**** Exercise materials ****
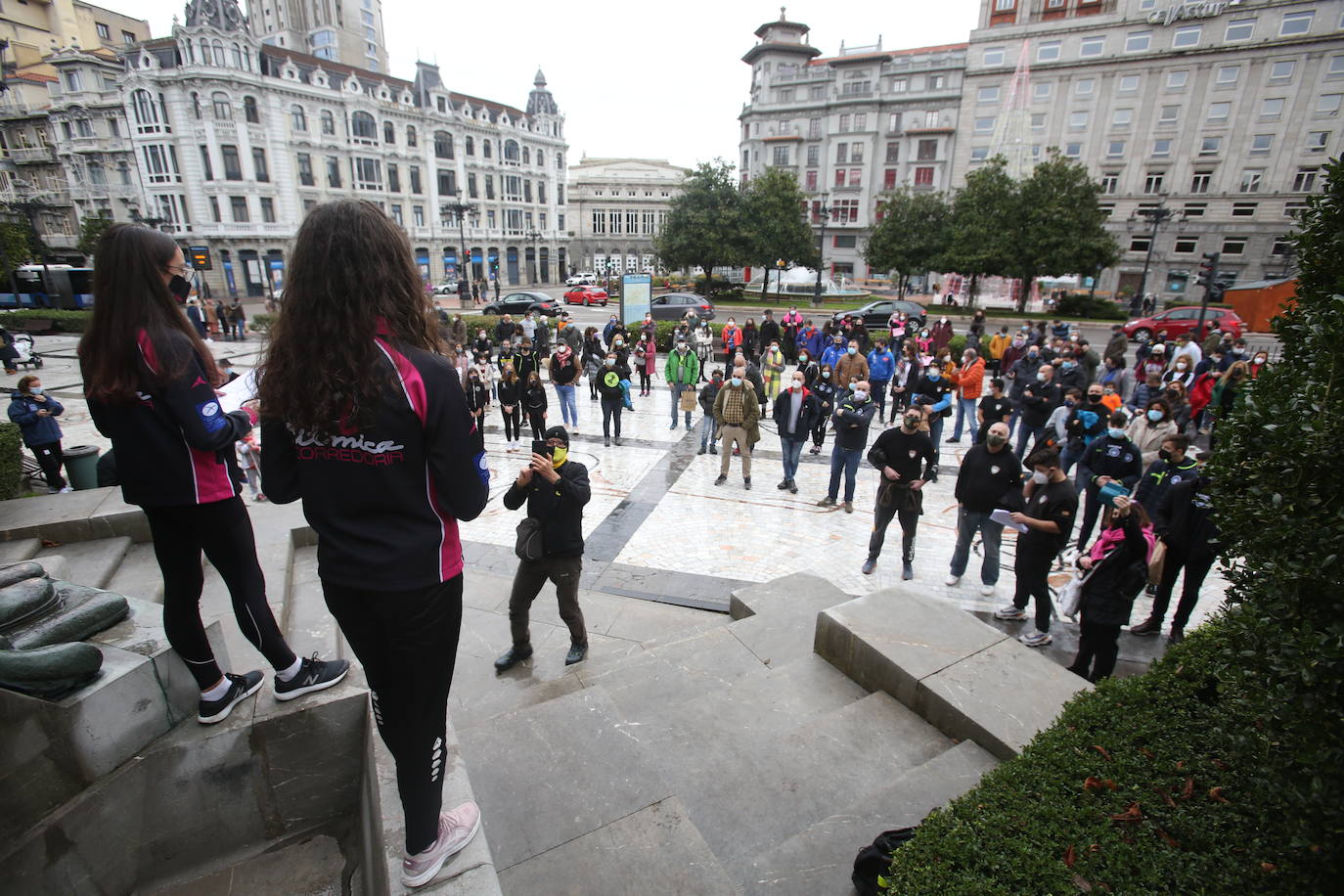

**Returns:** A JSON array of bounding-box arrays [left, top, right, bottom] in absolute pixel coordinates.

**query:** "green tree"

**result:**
[[741, 168, 817, 301], [1006, 157, 1120, 310], [76, 209, 112, 258], [863, 188, 952, 295], [654, 158, 746, 292], [938, 156, 1017, 311]]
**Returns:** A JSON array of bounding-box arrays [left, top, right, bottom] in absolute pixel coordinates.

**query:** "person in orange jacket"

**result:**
[[948, 348, 985, 445]]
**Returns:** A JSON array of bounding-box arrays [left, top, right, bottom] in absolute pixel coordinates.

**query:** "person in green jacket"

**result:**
[[662, 332, 700, 431]]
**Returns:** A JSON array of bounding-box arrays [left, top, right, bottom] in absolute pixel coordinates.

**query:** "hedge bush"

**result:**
[[0, 421, 22, 501], [0, 307, 93, 334]]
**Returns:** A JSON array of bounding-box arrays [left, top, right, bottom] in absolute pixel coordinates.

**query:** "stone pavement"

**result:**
[[28, 336, 1226, 673]]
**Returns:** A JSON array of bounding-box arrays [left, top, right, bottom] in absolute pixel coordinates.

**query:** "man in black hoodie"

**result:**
[[495, 426, 593, 672]]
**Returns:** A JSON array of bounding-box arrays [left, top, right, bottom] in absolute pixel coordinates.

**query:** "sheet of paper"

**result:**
[[219, 371, 256, 414], [989, 508, 1027, 532]]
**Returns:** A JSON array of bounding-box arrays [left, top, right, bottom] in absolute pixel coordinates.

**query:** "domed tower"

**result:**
[[738, 7, 822, 181]]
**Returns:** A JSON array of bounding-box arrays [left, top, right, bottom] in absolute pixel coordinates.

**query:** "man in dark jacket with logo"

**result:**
[[863, 407, 937, 580], [946, 421, 1021, 597], [495, 426, 593, 672]]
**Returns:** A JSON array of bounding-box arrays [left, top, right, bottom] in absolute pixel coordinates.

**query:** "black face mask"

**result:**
[[168, 274, 191, 302]]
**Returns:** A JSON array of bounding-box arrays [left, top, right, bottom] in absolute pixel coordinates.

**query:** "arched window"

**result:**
[[349, 112, 378, 140], [434, 130, 453, 158]]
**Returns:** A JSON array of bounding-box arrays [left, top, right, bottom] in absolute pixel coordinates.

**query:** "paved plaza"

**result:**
[[18, 336, 1226, 673]]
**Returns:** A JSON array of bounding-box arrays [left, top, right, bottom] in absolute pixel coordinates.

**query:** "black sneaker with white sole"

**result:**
[[197, 669, 266, 726], [276, 652, 349, 699]]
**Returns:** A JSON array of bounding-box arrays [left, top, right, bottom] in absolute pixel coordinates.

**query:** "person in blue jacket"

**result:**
[[869, 337, 896, 421], [10, 374, 71, 494]]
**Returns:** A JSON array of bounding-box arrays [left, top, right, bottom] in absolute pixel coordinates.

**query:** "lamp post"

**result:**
[[812, 195, 830, 307], [524, 230, 542, 287], [1125, 199, 1188, 317]]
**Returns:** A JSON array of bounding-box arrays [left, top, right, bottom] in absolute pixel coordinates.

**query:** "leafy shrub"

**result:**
[[0, 421, 22, 501]]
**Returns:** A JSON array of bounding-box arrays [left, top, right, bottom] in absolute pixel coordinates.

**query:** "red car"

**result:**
[[1125, 305, 1242, 342], [564, 287, 606, 305]]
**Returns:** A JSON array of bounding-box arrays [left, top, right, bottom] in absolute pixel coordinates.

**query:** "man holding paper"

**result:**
[[948, 421, 1021, 597]]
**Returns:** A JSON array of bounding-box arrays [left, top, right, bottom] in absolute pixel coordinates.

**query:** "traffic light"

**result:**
[[1194, 252, 1222, 291]]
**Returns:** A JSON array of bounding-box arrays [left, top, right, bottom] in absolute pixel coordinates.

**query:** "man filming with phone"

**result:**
[[495, 426, 593, 672]]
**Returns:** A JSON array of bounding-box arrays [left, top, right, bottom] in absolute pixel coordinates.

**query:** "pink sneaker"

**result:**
[[402, 800, 481, 886]]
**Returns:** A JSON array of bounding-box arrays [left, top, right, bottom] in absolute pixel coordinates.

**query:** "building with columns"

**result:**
[[738, 10, 966, 281], [952, 0, 1344, 302], [121, 0, 567, 297], [568, 156, 691, 276]]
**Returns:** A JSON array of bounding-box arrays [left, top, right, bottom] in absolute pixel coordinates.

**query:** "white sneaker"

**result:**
[[402, 800, 481, 886]]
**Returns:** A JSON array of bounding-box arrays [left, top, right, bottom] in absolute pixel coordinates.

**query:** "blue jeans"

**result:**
[[780, 435, 808, 482], [700, 414, 719, 449], [952, 398, 980, 445], [555, 385, 579, 426], [827, 445, 863, 503], [949, 507, 1004, 584], [672, 382, 694, 429]]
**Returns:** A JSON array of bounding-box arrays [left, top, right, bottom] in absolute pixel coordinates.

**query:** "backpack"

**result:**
[[849, 828, 916, 896]]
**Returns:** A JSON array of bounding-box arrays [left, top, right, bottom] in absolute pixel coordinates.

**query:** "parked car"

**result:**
[[564, 287, 607, 306], [481, 292, 560, 317], [1125, 305, 1243, 342], [650, 292, 714, 321], [832, 298, 928, 329]]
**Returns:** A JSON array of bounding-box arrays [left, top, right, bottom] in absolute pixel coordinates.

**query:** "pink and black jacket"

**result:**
[[261, 336, 489, 591], [85, 331, 252, 507]]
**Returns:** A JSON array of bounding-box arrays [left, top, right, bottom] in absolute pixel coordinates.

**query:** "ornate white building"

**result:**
[[121, 0, 565, 297]]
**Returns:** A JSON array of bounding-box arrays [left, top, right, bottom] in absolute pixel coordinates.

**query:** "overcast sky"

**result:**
[[136, 0, 980, 166]]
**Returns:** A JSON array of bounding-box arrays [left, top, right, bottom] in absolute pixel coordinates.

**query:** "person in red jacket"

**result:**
[[258, 199, 489, 886], [79, 224, 349, 724]]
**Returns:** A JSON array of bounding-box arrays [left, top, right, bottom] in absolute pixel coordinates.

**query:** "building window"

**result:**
[[1125, 31, 1153, 53], [1278, 10, 1316, 37], [1172, 25, 1204, 50], [1223, 19, 1255, 42], [219, 144, 244, 180]]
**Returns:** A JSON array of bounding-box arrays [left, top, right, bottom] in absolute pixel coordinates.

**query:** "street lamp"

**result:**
[[438, 191, 475, 295], [812, 194, 830, 307], [1125, 198, 1188, 317], [524, 228, 542, 287]]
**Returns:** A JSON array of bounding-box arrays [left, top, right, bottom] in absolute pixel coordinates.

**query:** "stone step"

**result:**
[[0, 539, 42, 565], [459, 687, 672, 875], [660, 694, 952, 875], [729, 572, 851, 619], [104, 543, 164, 604], [739, 740, 996, 896], [32, 535, 136, 597]]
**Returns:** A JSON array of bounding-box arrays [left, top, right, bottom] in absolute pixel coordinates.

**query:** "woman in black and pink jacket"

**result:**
[[79, 224, 349, 724]]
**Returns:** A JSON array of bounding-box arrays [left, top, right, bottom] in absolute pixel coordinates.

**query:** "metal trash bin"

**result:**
[[61, 445, 98, 490]]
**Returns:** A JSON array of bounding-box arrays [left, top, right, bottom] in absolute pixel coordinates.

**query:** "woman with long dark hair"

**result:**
[[79, 224, 349, 724], [258, 201, 489, 886]]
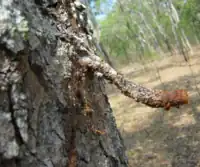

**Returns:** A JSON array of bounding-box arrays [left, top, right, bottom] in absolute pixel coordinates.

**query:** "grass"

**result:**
[[109, 45, 200, 167]]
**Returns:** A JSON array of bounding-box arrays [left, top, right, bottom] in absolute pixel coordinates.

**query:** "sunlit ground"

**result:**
[[109, 46, 200, 167]]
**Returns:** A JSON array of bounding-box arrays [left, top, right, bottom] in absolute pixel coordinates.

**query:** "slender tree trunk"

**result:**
[[0, 0, 127, 167]]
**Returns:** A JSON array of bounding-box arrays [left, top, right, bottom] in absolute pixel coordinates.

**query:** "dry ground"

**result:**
[[109, 49, 200, 167]]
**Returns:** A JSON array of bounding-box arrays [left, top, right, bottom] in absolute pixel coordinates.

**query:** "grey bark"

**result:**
[[0, 0, 127, 167]]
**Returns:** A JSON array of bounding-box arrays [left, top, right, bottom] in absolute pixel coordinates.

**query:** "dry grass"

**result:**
[[109, 49, 200, 167]]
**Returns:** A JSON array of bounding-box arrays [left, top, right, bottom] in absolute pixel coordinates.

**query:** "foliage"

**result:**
[[95, 0, 200, 64]]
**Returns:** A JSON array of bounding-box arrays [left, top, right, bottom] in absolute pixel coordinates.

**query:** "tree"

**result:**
[[0, 0, 188, 167]]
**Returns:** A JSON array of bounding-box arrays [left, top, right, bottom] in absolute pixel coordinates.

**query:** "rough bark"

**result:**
[[0, 0, 127, 167]]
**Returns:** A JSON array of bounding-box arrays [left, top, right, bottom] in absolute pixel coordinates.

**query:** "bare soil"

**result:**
[[109, 48, 200, 167]]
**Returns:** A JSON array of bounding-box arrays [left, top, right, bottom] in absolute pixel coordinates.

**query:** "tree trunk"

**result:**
[[0, 0, 127, 167]]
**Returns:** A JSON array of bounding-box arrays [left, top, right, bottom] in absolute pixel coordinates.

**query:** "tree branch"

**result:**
[[78, 56, 188, 110]]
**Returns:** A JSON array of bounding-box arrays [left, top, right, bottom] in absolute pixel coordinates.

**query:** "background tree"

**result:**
[[0, 0, 188, 167]]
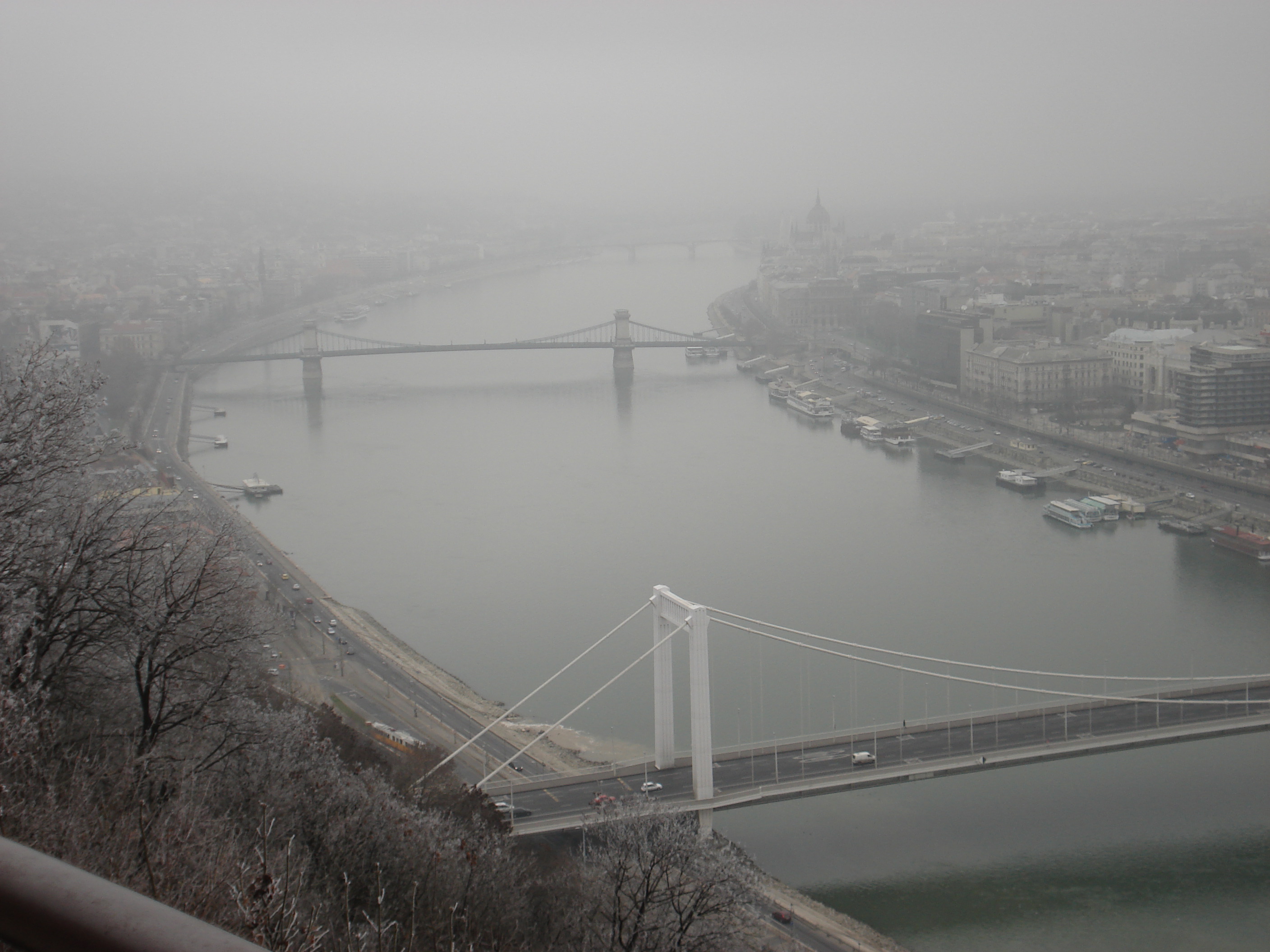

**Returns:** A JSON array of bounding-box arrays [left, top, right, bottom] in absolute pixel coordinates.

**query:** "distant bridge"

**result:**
[[175, 311, 725, 381], [594, 238, 743, 261], [935, 439, 992, 462]]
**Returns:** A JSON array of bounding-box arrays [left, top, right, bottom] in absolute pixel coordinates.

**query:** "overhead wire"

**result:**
[[715, 618, 1270, 705], [710, 608, 1270, 684]]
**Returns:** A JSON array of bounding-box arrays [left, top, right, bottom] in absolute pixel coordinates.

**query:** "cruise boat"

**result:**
[[335, 305, 371, 324], [785, 390, 833, 423], [1081, 496, 1120, 522], [838, 414, 880, 437], [1043, 499, 1094, 529], [767, 377, 794, 403], [1066, 499, 1102, 522], [1160, 519, 1208, 536], [997, 470, 1044, 493], [1208, 526, 1270, 565]]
****
• **Instructions to follow**
Collect every line in the data above that contains the string "window", and copy each such line in full. Treat the match as case-sensitive.

• **Reply**
**query:** "arched window"
**query:** "building window"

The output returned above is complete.